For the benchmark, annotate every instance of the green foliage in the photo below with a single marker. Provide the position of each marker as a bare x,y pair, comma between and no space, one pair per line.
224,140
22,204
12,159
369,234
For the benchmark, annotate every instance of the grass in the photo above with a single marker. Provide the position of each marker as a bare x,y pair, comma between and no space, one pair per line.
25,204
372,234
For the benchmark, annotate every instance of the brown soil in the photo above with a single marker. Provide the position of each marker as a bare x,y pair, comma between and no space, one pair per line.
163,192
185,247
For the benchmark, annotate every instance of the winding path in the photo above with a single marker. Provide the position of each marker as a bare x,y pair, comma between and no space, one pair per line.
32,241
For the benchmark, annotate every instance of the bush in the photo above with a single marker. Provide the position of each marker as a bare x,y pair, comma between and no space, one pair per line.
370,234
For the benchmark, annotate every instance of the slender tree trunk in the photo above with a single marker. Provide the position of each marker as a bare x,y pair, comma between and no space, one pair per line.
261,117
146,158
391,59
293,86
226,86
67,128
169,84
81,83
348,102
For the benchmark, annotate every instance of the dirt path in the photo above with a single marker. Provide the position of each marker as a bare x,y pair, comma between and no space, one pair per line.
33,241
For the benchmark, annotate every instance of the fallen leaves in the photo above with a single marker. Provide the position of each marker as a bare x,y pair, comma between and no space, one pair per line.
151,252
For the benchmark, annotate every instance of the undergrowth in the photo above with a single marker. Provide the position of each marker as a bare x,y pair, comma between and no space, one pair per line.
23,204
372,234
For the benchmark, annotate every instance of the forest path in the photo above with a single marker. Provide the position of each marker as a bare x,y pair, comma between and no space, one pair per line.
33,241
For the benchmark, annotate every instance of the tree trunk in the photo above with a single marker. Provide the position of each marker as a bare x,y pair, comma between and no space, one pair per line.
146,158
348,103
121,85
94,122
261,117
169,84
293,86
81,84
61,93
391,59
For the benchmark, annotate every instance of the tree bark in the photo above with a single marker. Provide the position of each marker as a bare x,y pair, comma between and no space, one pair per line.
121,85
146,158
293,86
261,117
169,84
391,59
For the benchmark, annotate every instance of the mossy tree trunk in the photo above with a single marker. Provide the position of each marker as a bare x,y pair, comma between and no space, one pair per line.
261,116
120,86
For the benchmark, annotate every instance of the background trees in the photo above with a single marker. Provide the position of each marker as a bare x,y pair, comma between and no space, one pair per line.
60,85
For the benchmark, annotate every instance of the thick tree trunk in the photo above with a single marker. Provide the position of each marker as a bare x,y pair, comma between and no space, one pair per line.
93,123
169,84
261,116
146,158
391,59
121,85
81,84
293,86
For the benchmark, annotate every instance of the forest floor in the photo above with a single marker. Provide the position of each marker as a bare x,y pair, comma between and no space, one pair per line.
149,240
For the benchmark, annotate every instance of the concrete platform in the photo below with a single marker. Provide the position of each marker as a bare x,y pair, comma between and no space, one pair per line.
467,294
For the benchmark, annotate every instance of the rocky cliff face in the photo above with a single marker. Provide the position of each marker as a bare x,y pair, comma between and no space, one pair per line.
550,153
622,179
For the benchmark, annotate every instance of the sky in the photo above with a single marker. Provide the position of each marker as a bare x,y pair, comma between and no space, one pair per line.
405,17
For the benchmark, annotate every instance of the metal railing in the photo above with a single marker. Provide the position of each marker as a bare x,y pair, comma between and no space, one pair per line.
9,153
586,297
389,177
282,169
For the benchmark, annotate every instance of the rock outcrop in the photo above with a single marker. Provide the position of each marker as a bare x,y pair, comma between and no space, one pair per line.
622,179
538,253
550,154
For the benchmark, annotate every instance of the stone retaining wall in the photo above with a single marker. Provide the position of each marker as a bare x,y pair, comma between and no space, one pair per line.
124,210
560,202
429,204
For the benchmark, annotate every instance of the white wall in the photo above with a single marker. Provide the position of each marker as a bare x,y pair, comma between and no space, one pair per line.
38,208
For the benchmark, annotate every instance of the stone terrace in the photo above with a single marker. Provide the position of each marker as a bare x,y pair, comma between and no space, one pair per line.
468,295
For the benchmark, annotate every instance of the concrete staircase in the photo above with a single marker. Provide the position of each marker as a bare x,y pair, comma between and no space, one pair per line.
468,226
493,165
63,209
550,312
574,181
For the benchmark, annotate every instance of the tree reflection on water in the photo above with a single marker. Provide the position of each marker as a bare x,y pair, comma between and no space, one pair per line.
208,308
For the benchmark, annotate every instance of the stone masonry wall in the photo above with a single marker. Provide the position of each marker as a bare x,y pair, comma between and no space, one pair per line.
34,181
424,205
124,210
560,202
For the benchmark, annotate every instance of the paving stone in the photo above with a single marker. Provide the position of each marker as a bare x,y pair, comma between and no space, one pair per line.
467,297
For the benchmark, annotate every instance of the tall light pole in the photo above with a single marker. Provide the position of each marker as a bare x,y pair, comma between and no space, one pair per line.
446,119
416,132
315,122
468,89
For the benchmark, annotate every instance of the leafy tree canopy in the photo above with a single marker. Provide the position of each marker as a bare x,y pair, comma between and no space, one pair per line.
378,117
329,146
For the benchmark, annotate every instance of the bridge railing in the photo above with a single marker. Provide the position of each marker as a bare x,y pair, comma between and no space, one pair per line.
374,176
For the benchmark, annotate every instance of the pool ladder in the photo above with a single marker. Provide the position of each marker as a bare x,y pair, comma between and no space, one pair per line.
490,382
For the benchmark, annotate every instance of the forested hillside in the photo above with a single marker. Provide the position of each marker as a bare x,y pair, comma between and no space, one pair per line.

____

▸ DO THIS: Write down all the entries again without a single difference.

▸ RESULT OF THE EXERCISE:
For the benchmark, annotate every instance of the green foliage in the photo below with a single marker. Provide the position of each marker as a bare x,y pair, comma between and no space, one pair per line.
224,140
22,204
12,159
369,234
For the benchmark, annotate every instance of the grass in the photo above with a single marker. Provide the position of each marker as a bare x,y pair, comma between and no space, one pair per line.
25,204
372,234
For the benchmark, annotate every instance of the brown soil in the photo above with a single marker. Provide the position of each marker as a bare x,y pair, comma between and no space, one pair per line.
163,192
185,247
For the benchmark, annotate every instance of the winding path in the photo above with a single marker. Provide the position of each marker as a bare x,y pair, comma between and no space, one pair per line.
32,241
For the benchmark, annotate every instance of the bush in the photo above with a single marker. Provide the position of each marker as a bare x,y pair, comma between and no space, one pair per line.
370,234
For the benchmark, annotate every instance of the slender tree trunk in the photo above with a single marker. Provide the position of each marker as a bare x,y pair, comma between and no space, one pair per line.
261,117
146,158
391,59
293,86
226,86
67,128
169,84
81,83
348,102
For the benchmark, annotate every instance of the dirt path in the photo above with a single marker. Provide the position of each marker as a bare x,y pair, comma between and no space, one pair per line.
33,241
For the benchmark, annotate every instance of the fallen leaves in the photo above with a single marker. Provide the position of each marker as a bare x,y pair, comma between and no space, one pair per line.
151,252
For the benchmark, annotate every instance of the undergrowth in the photo above with a single marker. Provide the position of each marker as a bare x,y pair, comma between and no space, one pair per line.
23,204
372,234
For the benchmark, annotate every instance of the forest path in the photo above with a single marker. Provide the position of each marker as a bare x,y pair, comma between and no space, one pair per line.
33,241
For the benchmark, annotate every instance of the tree trunk in the photo above with a single marker. Provide the position of each marker as a bare x,y pair, comma between and no space, one pair per line.
146,158
348,103
121,85
94,122
261,117
169,84
293,86
81,84
61,93
391,59
For the benchmark, annotate every instance of the tree bark in the photo above with a single marker. Provide the position of each marker as a bare x,y pair, comma between and no space, one pair per line.
121,85
146,158
293,86
261,117
169,84
391,59
For the benchmark, annotate every instance of the mossy tree trunk in the photo above with a single marker. Provide the position of each marker as a bare x,y pair, comma between and no space, one pair per line.
261,116
120,86
For the benchmark, annotate every instance of the background trees in the photo above with a single marker. Provide the position of each marker as a bare x,y pair, comma between and no space, one pair per line.
60,85
For the benchmark, annotate every instance of the thick tree trunk in the photo above with a single marker. Provide the position of each marker as a bare x,y pair, comma between and no space, one pair per line.
93,123
169,84
261,116
146,158
391,59
121,85
81,84
293,86
For the benchmark, annotate every instance of the forest floor in the photo above with a single marker. Provide the position of each marker as a bare x,y pair, comma between and no space, one pair per line.
149,240
For the benchmark, annotate every instance of the concrete platform in the photo below with a single marker. Provide the position of each marker as a bare x,y pair, comma between and no space, one pair per line.
467,294
For the benchmark, annotate every instance of the rocky cliff face in the photo above with a single marker. Provide the position of each marker as a bare x,y pair, comma between and no space, one pair per line.
550,153
622,179
For the benchmark, annotate every instance of the sky in the photo above with a single marker. Provide the position of each marker as a bare x,y pair, comma between and no space, one pair per line.
405,17
For the benchmark, annotate every instance of the metal railing in the photo above with a single marker. Provide the position of each marker as a bare x,y pair, comma between and no space, one pair per line.
9,153
586,297
389,177
282,169
For the benchmark, annotate every instance of the rock outcrop in the photo above with a single marker. Provide the position of each marker as a bare x,y pair, comma between and no space, one pair per line.
622,179
538,253
550,154
For the benchmark, annotate every instance of the stone retaining wall in the photo above with a single marker. Provide the position of each marker as a bare x,y pair, comma between and no space, one pair per line.
124,210
560,202
429,204
For the benchmark, annotate every instance of the white wall in the photo above with a single marker. Provide the position of each marker as a bare x,y pair, comma between and no space, one pair per line.
38,208
For the benchmark, annotate every instance of the stone terrace in the photo above with a single marker. Provide the position of each marker as a bare x,y pair, comma between and no space, one pair per line.
468,295
For the benchmark, annotate every instance of the concrete staircase in the photo above with a single marker. Provide the position of each marker as a bare x,y pair, comma between and no space, one pair per line.
468,226
493,165
63,209
550,312
574,181
For the benchmark, annotate every instance of the tree reflection on water in the photo above with a single marker. Provide the position of each marker as a bare x,y pair, comma between and no space, one pair per line.
208,308
For the benchmark, annotate every instance of the stone masonry wall in the photo above with a single marker. Provide the position of each marker as a bare x,y pair, comma between and no space, one pair per line.
34,181
424,205
124,210
560,202
For the benchmark, annotate every instance of the paving stone in the photo above with a single marker. Provide the position of each marker as a bare x,y pair, comma between and no space, one pair per line.
467,297
For the benchmark, annotate every instance of the tall light pole in the photo above with a single marker. Provide the position of each marker as a bare x,y pair, comma between and no space, one pair per line.
446,119
416,132
315,122
468,89
For the benchmark, annotate every instance of the leafy tree canopy in the photo above with a single marker. Provide the position of each marker as a bare x,y pair, comma between and no space, one pair per line.
378,117
329,146
For the benchmark, annotate every instance of the bridge railing in the photo above with a single marker. Provide the position of each marker as a bare x,y pair, comma between and no space, one pair per line.
374,176
For the benchmark, annotate every instance of the pool ladder in the photo above with a single marker. Provide the position of each marker as a bare x,y pair, comma between and no space, one pair per line.
490,382
For the benchmark, annotate every instance of the forested hillside in the photo above with a single marker. Provide the position of each marker as a bare x,y pair, comma between and no space, one pair per line.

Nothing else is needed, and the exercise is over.